━━━ Data ━━━

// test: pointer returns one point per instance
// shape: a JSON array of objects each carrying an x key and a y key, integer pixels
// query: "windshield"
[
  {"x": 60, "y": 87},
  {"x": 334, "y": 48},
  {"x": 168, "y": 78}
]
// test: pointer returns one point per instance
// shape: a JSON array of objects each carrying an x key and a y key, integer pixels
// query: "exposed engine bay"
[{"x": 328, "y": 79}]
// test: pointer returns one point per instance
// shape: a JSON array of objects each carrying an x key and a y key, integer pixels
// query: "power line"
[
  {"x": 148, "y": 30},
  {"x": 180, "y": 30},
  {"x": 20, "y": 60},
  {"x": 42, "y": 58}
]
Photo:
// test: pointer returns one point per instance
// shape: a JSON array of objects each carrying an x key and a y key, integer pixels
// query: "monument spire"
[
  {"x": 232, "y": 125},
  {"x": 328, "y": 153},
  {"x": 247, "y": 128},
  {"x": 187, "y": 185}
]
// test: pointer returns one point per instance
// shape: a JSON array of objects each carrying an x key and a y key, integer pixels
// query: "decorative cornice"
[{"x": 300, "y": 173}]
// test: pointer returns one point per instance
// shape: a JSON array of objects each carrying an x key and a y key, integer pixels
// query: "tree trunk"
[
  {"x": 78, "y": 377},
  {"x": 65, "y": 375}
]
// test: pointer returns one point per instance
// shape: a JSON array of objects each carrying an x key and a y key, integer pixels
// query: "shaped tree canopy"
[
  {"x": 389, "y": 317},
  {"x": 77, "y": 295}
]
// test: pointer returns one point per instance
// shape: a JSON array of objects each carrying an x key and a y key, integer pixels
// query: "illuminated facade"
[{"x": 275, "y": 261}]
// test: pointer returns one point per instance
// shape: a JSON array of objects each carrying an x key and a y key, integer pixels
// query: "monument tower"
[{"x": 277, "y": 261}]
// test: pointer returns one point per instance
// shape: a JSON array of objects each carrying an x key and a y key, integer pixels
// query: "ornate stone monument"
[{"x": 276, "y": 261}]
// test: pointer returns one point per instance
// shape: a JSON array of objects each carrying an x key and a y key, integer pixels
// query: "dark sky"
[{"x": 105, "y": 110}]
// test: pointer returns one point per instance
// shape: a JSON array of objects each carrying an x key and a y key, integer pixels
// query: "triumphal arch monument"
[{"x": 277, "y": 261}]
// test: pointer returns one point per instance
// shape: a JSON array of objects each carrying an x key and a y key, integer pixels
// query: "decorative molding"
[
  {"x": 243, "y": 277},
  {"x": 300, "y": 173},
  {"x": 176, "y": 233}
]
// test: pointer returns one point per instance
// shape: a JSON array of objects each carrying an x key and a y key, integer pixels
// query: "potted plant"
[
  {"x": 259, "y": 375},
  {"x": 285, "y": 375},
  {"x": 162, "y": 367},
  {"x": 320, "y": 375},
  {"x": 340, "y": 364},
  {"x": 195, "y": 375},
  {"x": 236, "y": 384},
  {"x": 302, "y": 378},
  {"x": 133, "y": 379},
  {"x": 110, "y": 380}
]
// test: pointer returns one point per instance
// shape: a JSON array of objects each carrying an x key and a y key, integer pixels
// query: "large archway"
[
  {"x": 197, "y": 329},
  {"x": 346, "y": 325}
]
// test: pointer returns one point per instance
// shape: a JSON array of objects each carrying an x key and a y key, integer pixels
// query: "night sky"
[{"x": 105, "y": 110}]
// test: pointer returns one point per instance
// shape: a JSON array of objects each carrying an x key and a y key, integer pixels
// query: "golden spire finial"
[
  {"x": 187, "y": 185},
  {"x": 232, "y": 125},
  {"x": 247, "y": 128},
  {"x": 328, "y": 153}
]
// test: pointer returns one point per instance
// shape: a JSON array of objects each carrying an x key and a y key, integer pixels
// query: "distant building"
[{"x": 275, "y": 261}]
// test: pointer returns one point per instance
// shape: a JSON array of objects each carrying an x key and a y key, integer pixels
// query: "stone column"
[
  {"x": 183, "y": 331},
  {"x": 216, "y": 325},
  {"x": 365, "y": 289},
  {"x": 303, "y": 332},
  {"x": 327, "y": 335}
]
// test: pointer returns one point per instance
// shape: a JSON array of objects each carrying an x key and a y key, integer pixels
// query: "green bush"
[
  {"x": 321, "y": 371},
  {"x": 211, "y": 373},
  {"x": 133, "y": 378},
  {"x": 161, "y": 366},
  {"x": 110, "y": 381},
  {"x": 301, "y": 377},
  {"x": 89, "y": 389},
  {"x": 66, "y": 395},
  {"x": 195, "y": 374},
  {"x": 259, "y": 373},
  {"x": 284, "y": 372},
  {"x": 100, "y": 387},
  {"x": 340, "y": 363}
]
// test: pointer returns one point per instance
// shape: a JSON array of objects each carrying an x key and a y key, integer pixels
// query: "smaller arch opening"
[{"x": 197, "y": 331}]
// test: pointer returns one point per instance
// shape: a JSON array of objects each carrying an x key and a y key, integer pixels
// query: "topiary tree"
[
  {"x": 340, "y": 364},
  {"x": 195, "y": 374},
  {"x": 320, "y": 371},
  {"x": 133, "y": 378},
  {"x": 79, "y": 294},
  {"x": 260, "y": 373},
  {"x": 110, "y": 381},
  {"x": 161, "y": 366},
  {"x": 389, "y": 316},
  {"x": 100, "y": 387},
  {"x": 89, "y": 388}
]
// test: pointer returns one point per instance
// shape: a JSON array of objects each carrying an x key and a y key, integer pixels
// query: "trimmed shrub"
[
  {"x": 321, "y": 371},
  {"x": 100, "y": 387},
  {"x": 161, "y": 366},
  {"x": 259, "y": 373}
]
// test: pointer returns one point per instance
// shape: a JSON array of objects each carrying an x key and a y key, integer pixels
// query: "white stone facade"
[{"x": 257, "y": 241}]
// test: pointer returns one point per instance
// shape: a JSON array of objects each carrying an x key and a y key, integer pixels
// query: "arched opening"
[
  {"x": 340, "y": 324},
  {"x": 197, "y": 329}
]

━━━

Instructions for the task → Copy out every line of the records that contains the string "opening". Case counts, so uppercase and lowercase letters must match.

Result for this exercise →
// query: "smaller arch opening"
// query: "arched opening"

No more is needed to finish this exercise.